▶ **Instructions for the task**
From the workshop announcement below, pull out the exact passage starting with "First Announcement" and going on through "Florida in Gainesville.".

[FOM] Fwd: Randomness

Lksh Munen lakshmanan.kailasam at gmail.com
Mon Feb 4 05:54:47 EST 2008


---------- Forwarded message ----------
From: Kreinovich, Vladik <vladik at utep.edu>
Date: Jan 25, 2008 3:01 AM
Subject: [KC-List] FW: Randomness
To: kolmogorov at idsia.ch
Cc: Douglas Cenzer <cenzer at math.ufl.edu>


 forwarding. Vladik

-----Original Message-----
>From Douglas Cenzer

First Announcement

The Algorithmic Randomness Graduate Workshop and Tutorial will take
place
June 9--June 20 at the University of Florida in Gainesville.

Tutorials will be given by John Hitchcock (Wyoming), Andre Nies
(Auckland, New
Zealand) and Jan Reimann (UC Berkeley).  They will be accessible to
graduate
students and non-specialists. A brief outline is given below.

▶ **Extracted data**
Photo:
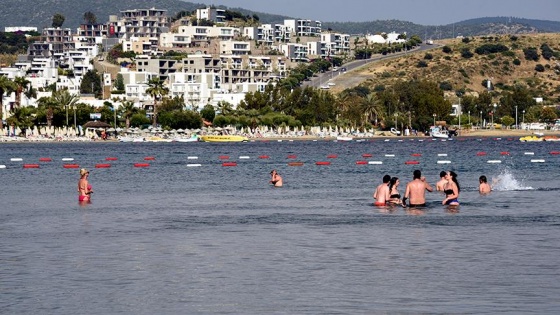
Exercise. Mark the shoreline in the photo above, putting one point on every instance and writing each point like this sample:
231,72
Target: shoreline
485,133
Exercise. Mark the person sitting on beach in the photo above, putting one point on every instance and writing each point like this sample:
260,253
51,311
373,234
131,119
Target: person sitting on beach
441,183
276,179
382,192
484,187
452,189
416,190
394,195
84,188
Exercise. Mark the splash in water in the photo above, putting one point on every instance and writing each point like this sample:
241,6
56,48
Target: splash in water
507,181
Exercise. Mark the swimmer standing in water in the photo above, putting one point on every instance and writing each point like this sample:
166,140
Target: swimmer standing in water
484,187
276,179
382,193
84,188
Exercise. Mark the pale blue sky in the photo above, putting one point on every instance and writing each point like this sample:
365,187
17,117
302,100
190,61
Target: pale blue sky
426,12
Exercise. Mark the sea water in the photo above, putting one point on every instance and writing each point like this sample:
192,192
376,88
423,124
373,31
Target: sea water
175,238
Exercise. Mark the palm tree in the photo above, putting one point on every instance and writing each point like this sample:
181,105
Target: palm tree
127,110
156,90
22,85
6,86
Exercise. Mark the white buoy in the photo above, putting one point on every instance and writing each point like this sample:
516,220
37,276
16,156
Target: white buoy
494,161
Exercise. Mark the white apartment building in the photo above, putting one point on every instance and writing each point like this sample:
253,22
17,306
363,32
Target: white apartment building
304,27
295,52
141,23
211,14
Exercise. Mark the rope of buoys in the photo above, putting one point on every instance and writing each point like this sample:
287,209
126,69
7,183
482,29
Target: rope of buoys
295,164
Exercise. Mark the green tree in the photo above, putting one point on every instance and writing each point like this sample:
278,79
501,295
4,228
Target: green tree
7,86
58,20
22,85
157,90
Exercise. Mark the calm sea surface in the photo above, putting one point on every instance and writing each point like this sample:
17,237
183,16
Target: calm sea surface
176,239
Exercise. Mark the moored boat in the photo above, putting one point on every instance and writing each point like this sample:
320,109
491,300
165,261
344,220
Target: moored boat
223,138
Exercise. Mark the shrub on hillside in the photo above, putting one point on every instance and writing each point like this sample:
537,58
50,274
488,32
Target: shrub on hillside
487,49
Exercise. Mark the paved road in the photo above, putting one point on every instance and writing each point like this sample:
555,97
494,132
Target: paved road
334,76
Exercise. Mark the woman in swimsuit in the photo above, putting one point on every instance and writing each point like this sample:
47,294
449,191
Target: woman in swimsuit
451,190
84,188
395,196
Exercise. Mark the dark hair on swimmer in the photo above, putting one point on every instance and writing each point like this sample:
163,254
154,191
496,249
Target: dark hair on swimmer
454,179
393,182
386,179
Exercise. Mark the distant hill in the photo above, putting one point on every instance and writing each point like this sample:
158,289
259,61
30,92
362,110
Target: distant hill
448,65
39,13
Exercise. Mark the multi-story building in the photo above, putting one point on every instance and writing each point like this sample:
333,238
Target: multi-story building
211,14
295,52
54,42
141,23
304,27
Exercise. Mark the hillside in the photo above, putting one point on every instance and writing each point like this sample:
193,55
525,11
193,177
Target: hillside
459,74
39,13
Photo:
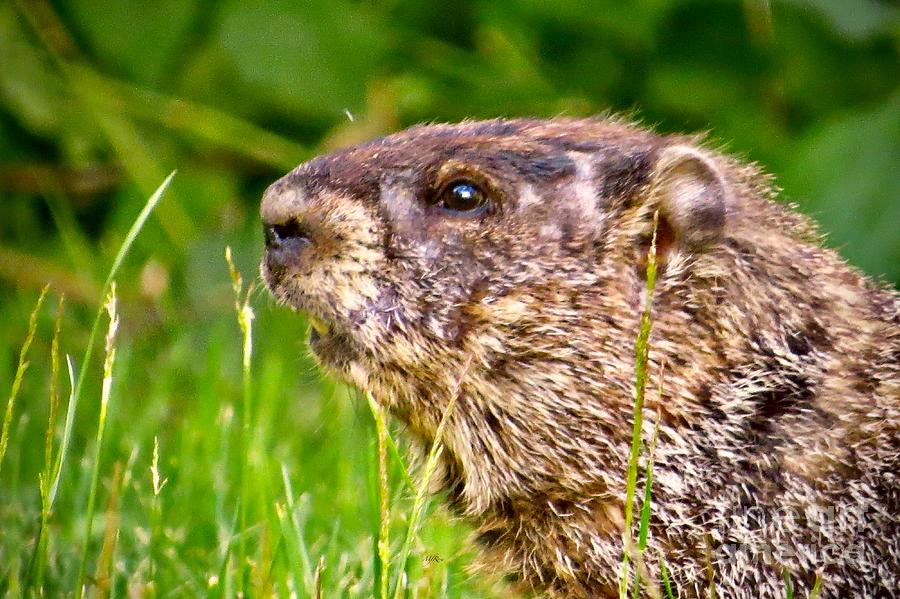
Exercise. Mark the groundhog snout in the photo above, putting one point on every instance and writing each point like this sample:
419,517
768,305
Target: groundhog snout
285,229
286,242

▶ **Solution for this exercise**
First Announcement

The Algorithmic Randomness Graduate Workshop and Tutorial will take
place
June 9--June 20 at the University of Florida in Gainesville.